WRITTEN PROBLEM: Rescale the lines from the one containing "Where can the weathered" up to and including the one containing "<point>230,149</point>", and reproduce only those lines, requests included. Multiply every point coordinate in the answers by 2.45 and round each result to the nearest whole number, rounding halves up; leave the requests and their sample coordinates unchanged.

__________________________________________________

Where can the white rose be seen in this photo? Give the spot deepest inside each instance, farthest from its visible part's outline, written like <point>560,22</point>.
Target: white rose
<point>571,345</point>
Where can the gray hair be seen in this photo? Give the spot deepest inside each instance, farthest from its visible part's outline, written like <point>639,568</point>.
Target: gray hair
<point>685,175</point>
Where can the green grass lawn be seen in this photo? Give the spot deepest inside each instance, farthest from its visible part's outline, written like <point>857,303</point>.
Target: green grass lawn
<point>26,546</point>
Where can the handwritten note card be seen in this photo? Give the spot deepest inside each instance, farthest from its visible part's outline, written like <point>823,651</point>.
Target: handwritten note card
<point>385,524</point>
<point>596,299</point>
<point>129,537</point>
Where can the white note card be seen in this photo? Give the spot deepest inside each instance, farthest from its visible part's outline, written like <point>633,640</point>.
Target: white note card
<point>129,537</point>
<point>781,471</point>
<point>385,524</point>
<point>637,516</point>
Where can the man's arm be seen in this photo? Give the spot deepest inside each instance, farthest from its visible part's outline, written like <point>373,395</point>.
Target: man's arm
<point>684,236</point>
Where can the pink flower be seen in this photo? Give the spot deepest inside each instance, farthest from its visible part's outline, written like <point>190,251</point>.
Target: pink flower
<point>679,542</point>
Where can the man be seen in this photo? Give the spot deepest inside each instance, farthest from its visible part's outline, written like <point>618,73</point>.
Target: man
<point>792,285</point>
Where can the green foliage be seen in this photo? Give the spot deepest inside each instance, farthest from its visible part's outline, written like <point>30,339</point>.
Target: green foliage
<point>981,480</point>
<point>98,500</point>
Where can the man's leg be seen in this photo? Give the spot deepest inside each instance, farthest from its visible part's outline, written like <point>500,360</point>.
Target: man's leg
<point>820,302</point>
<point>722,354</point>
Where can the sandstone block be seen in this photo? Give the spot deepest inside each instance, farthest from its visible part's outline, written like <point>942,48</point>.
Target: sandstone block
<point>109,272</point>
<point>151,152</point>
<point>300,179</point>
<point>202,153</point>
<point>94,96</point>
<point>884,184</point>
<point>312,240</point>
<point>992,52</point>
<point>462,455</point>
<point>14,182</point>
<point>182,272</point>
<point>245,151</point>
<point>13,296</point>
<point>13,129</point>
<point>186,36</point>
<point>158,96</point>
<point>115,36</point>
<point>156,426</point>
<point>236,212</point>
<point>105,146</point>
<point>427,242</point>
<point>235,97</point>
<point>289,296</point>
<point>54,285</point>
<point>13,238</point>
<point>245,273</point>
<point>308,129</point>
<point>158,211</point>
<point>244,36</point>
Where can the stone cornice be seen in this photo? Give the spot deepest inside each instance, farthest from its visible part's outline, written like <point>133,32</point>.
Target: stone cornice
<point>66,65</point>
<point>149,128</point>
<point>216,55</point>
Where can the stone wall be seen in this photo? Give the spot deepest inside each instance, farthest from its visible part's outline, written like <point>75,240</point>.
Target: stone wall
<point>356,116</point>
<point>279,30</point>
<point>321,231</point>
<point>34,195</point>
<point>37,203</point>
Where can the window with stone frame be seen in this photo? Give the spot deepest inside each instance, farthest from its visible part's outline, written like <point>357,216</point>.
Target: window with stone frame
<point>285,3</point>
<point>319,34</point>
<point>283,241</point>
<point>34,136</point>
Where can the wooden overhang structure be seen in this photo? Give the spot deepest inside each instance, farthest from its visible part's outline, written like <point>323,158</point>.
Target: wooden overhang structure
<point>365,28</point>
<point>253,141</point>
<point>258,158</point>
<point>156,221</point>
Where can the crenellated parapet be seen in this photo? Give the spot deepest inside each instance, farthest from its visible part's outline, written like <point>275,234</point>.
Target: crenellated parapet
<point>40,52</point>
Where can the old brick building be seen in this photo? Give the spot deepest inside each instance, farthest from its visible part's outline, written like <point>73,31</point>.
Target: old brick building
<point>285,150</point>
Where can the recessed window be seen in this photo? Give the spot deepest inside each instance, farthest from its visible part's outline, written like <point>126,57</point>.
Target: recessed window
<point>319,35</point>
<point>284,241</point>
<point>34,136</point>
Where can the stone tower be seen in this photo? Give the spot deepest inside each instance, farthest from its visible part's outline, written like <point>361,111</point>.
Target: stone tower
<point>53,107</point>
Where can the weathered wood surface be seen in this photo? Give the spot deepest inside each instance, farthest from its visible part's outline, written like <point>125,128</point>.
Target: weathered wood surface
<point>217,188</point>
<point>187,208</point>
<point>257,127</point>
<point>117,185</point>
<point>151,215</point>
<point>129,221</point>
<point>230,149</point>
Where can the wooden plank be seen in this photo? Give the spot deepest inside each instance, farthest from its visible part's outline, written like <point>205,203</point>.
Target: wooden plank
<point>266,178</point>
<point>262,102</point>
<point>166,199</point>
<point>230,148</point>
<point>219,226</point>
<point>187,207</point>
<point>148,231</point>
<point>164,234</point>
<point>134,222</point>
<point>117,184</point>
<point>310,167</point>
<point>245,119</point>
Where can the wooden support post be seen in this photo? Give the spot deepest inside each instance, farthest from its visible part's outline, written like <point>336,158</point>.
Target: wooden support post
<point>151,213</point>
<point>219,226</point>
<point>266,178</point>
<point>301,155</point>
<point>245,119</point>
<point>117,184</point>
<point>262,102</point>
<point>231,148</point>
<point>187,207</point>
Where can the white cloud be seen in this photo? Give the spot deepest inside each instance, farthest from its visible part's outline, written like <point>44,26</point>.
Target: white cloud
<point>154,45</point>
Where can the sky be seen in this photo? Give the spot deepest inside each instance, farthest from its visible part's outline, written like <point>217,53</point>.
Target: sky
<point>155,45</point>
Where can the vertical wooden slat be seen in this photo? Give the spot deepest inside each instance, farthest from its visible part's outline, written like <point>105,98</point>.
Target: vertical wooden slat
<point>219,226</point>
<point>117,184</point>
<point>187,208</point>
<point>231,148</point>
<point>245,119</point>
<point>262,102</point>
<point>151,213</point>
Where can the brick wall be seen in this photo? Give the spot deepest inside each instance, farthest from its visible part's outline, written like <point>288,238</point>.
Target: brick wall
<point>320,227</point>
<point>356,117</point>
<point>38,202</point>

__________________________________________________

SOLUTION TO THIS EXERCISE:
Where can the weathered wood surface be seen in this photo? Give the spot deepest inside each instance, farthest from its visible part's outline, written like <point>125,128</point>.
Target: weathered wood surface
<point>532,461</point>
<point>458,510</point>
<point>630,311</point>
<point>287,453</point>
<point>370,527</point>
<point>316,541</point>
<point>564,365</point>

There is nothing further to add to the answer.